• _Document section_
- - -
The Pulitzer-winning filmmaker talks about shooting those history-shaping Snowden-Greenwald meetings in Hong Kong

By Andrew O'Hehir

Executive Editor

Published October 23, 2014 12:30PM (EDT)

Laura Poitras      (AP/Charles Sykes)
Laura Poitras (AP/Charles Sykes)

Unlike most other documentaries, Laura Poitras’ new film “Citizenfour” both reports on a major news event and is, in itself, a news event. As I wrote after its world premiere at the New York Film Festival a couple of weeks back, “Citizenfour” is a real-life spy story that should be seen by everyone concerned with the scope of American electronic surveillance and the state of privacy and freedom in the electronic age. Since that interest group encompasses everyone on the planet, the film should be a huge hit, right?

Quite possibly not. Too many people already have their minds made up about the subject matter of “Citizenfour,” after the mainstream media’s assault on the perceived character and motivations of Edward Snowden. Poitras’ title refers to the pseudonym used by Snowden, then a contract consultant with the National Security Agency, when he first contacted her by email a bit less than two years ago. Since then, of course, Snowden has become a famous and/or notorious and extremely controversial figure, a hero to some and a traitor to others. Poitras convinced Snowden to let her film him beginning on the day when she and journalist Glenn Greenwald first met him in a Hong Kong hotel. So what you see in “Citizenfour,” for the first time, is not the clichés or assumptions or tabloid-style reporting on who Snowden was and why he chose to reveal an enormous trove of classified documents revealing much of the NSA’s worldwide spy campaign, but the man himself.

You are perfectly free to agree or disagree with Snowden’s reasoning and his decisions, but any argument that he was a foreign agent or a naïve hothead or an arrogant narcissist pretty much falls apart. We are confronted with a calm and reflective adult who has thought deeply about his life-changing and history-shaping decision, and is prepared to face the consequences. As you’ll see in “Citizenfour,” Snowden did not appear confident that he would escape prosecution and imprisonment, and pretty much expected those things. The admittedly ironic fact that he is now a gilded-cage émigré in Russia – America’s longtime global rival, and a vastly less free and open society – is surely not lost on Snowden. But that came about by accident, as the denouement of a chapter of the Snowden story we don’t really know yet: His involvement with WikiLeaks and Julian Assange, who would seem to have bungled his escape plan, albeit with noble intentions.
- - -
• _Supplied information_
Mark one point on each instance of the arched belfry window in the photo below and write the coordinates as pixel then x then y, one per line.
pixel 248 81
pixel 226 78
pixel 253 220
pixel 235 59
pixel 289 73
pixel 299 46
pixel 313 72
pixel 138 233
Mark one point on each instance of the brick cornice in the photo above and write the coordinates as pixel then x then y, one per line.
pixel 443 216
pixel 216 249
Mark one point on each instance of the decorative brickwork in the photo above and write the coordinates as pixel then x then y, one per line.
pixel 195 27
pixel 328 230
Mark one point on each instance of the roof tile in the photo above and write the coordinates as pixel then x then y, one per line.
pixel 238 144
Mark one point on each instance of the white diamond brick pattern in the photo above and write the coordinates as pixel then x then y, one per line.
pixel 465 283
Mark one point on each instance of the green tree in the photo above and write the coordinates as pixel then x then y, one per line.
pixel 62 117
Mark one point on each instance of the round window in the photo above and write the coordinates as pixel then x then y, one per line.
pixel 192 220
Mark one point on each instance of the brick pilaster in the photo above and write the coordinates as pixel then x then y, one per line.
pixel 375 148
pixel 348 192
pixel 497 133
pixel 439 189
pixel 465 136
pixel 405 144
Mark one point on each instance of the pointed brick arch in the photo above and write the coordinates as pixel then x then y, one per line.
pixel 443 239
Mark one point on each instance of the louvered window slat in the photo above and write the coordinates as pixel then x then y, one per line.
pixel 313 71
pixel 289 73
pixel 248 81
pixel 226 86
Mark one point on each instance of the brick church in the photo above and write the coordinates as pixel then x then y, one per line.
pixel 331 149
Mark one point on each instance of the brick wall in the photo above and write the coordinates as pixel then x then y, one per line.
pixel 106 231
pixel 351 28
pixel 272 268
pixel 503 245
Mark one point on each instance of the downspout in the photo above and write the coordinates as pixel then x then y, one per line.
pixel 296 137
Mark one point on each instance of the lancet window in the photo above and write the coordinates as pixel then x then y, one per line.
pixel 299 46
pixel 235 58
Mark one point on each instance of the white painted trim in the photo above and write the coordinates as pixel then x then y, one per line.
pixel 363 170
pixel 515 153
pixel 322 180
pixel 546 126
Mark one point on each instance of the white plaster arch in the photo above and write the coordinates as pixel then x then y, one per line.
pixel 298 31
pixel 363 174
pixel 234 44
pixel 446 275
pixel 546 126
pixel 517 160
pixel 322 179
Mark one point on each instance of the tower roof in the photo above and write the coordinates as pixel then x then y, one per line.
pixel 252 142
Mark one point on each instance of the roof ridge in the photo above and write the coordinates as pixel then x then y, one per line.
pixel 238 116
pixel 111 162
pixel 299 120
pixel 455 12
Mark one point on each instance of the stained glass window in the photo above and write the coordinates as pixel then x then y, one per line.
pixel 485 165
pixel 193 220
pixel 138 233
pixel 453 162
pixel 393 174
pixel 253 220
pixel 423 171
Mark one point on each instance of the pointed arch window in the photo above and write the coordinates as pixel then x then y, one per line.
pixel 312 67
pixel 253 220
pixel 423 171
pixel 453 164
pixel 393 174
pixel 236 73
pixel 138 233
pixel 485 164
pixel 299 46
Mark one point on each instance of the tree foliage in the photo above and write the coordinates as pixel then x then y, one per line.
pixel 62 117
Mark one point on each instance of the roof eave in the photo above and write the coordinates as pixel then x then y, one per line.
- - -
• _Tasks for this exercise_
[1] Reproduce word for word the part of the Citizenfour review starting with "The Pulitzer-winning filmmaker" and going on through "2014 12:30PM (EDT)".
[2] Take the Citizenfour review further from the point where it stops.
The items play no part in what comes next.

• _Task results_
[1]
The Pulitzer-winning filmmaker talks about shooting those history-shaping Snowden-Greenwald meetings in Hong Kong

By Andrew O'Hehir

Executive Editor

Published October 23, 2014 12:30PM (EDT)

[2]
While the guts and heart of “Citizenfour” lie in those extraordinary Hong Kong hotel scenes, the film also takes us to legal conferences in Berlin, the offices of the Guardian in London (where at one point editors are forced to destroy an SD card bearing Snowden’s leaked data), Greenwald’s home in Rio de Janeiro. It even offers us a brief glimpse of the new home Snowden now shares with Lindsay Mills, his longtime girlfriend, who has worked her way around to forgiving him for his unexplained and sudden disappearance last year. But most of the issues surrounding the back-story, the creation and the narrative choices of “Citizenfour” came up in a long conversation I recently had with Laura Poitras, already a Pulitzer winner for her work with Greenwald and an Oscar nominee for her previous film “My Country, My Country.” That was the first entry in her “9/11 trilogy,” which continued with “The Oath” and concludes, however inconclusively, with the extraordinary “Citizenfour,” sure to be a major Oscar contender this year. I met Poitras, who lives in Berlin, at the New York offices of HBO (her principal funder), a few days after the explosive Lincoln Center premiere of “Citizenfour.”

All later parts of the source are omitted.